Provided information:
╭──

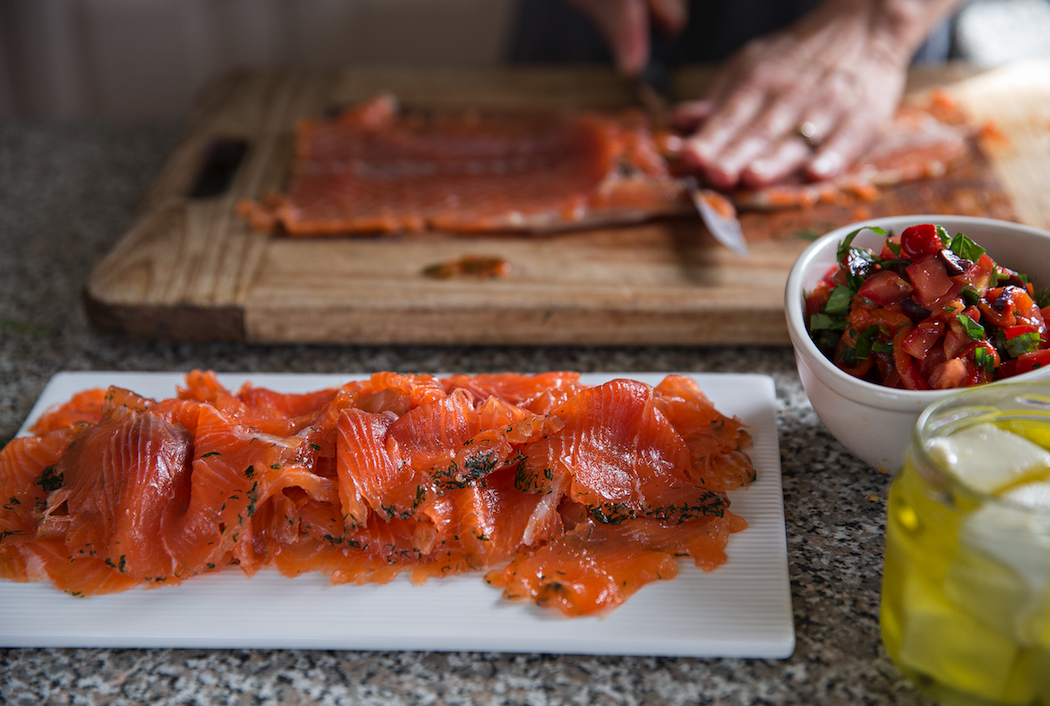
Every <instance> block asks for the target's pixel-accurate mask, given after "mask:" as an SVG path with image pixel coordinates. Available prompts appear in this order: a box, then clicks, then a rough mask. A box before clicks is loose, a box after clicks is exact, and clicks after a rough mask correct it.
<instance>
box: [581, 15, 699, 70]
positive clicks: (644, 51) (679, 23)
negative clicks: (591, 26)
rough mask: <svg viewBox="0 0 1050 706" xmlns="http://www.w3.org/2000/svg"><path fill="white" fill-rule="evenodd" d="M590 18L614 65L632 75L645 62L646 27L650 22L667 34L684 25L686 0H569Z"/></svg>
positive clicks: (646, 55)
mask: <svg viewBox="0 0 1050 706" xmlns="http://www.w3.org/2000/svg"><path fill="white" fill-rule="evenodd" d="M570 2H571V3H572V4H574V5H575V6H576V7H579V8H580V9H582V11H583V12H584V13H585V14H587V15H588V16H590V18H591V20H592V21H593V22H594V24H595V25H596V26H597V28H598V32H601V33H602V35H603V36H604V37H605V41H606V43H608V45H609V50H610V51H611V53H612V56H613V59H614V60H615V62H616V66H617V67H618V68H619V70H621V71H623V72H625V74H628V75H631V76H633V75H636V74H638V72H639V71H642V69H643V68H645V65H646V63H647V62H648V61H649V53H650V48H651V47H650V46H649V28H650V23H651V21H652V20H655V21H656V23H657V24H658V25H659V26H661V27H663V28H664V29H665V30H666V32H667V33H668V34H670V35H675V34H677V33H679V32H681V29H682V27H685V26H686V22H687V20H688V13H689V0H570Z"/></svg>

╰──
╭──

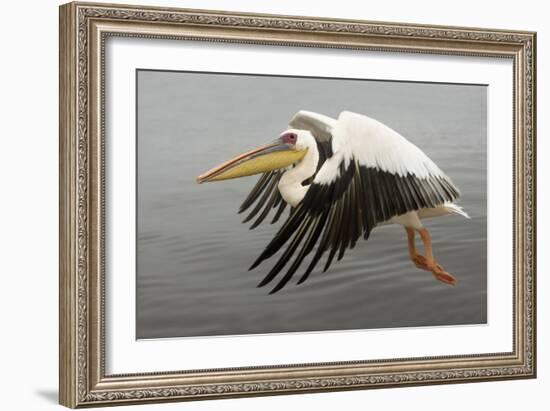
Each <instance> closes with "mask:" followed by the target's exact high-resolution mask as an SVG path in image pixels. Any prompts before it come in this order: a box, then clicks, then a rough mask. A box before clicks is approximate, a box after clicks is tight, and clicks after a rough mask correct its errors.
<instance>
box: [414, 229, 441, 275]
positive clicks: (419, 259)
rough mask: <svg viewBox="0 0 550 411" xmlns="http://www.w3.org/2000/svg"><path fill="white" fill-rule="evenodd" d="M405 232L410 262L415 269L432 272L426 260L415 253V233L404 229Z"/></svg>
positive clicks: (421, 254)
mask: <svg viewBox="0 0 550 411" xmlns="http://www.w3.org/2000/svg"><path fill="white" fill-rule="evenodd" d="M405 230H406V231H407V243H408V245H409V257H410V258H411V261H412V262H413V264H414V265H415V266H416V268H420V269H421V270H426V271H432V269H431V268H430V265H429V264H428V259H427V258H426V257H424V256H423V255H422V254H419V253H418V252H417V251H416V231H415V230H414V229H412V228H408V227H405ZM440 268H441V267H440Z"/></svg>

╰──
╭──

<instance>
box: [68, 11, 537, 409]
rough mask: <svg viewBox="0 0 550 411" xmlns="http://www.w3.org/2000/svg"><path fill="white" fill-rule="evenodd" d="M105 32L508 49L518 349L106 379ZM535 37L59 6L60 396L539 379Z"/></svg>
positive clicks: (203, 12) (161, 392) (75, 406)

╰──

Task prompt: Filter the entries and copy out every line with the word "this".

Answer box:
Every <instance> block asks for the target's pixel-accurate mask, given after "mask:" as an SVG path with image pixel coordinates. Available prompts appear in this order: a box, then clicks, then a rough mask. A box before clicks is loose, a box after clicks is exact, and clicks after a rough mask correct it.
Each <instance> closes with "mask:" followed by the target's exact high-resolution mask as an SVG path in image pixels. Any prompts before it come in this order: a box, then clicks, then a rough mask. A box before clicks is approximate, a box after clicks is tight, and clicks after a rough mask correct its errors.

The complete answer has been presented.